**** DATA IN THIS EXERCISE ****

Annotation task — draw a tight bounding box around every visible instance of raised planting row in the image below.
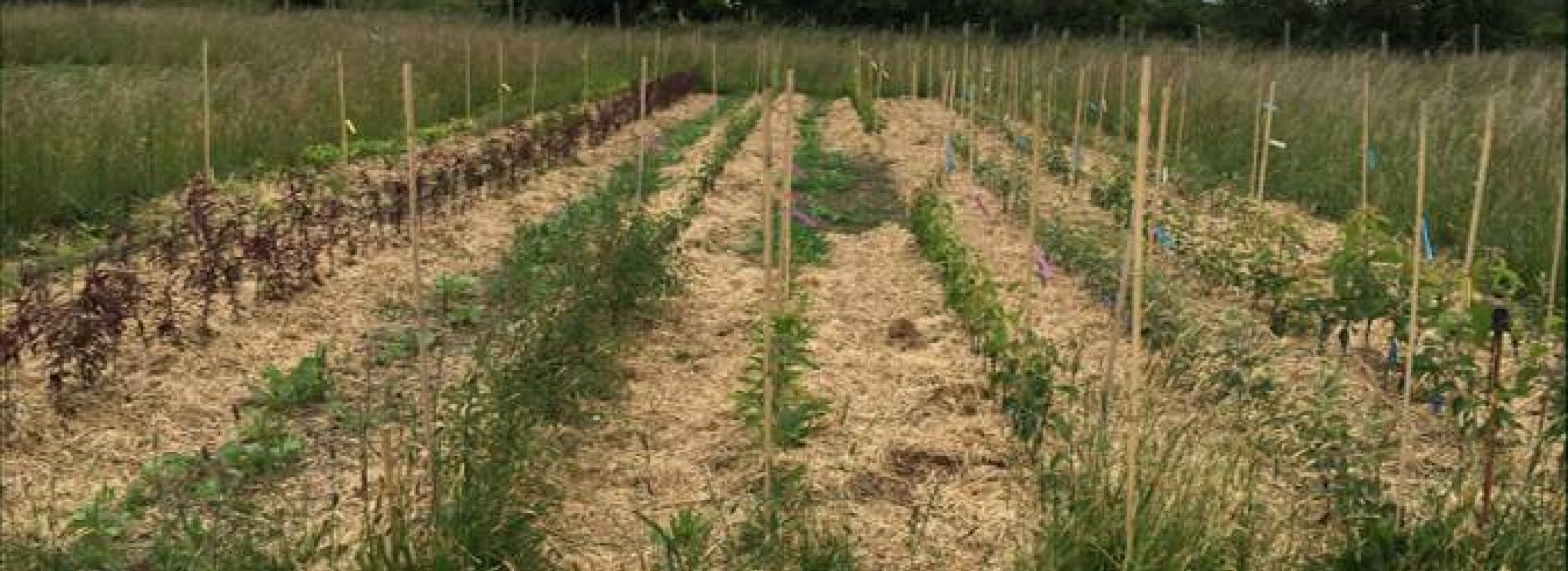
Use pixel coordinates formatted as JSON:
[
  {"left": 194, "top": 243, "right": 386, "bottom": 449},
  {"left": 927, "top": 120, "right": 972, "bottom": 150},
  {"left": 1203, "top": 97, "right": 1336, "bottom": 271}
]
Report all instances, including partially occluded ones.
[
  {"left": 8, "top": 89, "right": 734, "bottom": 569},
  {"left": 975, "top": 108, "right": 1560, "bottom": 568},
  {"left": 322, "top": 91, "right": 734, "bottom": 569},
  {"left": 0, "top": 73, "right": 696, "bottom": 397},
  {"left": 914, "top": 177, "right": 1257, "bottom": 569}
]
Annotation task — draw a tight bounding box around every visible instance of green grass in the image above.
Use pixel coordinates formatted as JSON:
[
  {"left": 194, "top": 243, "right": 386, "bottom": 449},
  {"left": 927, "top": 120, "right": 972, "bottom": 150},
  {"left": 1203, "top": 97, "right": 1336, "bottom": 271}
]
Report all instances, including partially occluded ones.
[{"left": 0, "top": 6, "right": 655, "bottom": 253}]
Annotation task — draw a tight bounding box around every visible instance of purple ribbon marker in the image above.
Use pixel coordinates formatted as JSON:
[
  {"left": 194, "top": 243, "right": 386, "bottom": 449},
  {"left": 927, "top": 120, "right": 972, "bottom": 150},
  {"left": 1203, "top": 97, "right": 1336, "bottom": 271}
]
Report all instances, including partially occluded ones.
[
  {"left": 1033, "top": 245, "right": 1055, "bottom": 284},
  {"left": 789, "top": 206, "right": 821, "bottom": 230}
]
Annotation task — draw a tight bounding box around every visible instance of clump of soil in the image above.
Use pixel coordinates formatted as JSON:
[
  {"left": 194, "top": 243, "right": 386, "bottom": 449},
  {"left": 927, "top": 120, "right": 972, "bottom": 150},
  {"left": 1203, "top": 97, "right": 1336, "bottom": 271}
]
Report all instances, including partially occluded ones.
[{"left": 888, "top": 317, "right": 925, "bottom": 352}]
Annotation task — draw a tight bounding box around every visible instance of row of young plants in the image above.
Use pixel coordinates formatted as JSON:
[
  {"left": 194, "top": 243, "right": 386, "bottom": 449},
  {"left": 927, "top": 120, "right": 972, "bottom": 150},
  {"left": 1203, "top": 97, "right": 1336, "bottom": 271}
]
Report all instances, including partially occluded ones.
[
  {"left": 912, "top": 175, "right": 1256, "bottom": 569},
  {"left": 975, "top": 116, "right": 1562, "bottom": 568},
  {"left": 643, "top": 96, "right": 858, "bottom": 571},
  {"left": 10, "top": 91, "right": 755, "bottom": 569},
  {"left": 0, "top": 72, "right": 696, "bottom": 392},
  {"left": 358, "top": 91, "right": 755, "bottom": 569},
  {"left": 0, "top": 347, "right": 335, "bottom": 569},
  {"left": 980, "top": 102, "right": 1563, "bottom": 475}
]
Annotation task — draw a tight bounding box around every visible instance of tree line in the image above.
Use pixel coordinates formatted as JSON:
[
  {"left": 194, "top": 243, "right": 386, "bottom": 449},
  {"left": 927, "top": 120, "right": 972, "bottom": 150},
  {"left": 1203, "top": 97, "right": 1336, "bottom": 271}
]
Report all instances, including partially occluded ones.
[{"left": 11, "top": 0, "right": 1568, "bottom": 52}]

****
**** DATA IN THIS EXERCISE ****

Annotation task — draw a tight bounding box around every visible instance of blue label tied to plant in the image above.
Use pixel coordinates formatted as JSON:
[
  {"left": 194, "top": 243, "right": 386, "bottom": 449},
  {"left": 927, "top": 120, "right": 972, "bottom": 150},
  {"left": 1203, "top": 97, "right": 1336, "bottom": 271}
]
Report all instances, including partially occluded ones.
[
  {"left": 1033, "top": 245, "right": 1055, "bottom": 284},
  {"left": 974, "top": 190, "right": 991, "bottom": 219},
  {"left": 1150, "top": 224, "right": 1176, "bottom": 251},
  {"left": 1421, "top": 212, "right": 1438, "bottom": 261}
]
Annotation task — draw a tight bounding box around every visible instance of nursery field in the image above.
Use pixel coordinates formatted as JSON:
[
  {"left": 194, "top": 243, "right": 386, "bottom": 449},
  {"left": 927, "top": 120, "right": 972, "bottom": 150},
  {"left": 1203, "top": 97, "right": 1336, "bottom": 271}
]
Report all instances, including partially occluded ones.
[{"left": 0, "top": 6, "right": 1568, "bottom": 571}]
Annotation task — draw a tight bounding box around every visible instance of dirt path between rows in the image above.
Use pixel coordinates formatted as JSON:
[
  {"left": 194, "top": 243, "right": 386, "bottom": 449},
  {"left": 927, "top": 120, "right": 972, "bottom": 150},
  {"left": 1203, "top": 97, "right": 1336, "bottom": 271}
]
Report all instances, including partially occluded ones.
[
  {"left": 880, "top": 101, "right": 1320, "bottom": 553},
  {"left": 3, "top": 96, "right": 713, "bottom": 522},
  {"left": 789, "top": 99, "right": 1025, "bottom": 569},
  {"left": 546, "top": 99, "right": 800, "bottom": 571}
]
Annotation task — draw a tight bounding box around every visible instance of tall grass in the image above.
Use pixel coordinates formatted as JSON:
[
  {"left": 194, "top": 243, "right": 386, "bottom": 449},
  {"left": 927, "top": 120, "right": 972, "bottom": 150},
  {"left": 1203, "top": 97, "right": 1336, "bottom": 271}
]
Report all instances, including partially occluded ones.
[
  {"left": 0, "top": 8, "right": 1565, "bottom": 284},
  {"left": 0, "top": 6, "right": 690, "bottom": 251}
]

****

**WHAT IS BEING ASKED**
Please copy each line of the records that contains the word "grass". Case counts.

**RIGHT ANSWER**
Annotation task — draw a tight bounding box around every visible instance of green grass in the image above.
Annotation task — draw a tight bounding box around every visible instance of tall grass in the image above.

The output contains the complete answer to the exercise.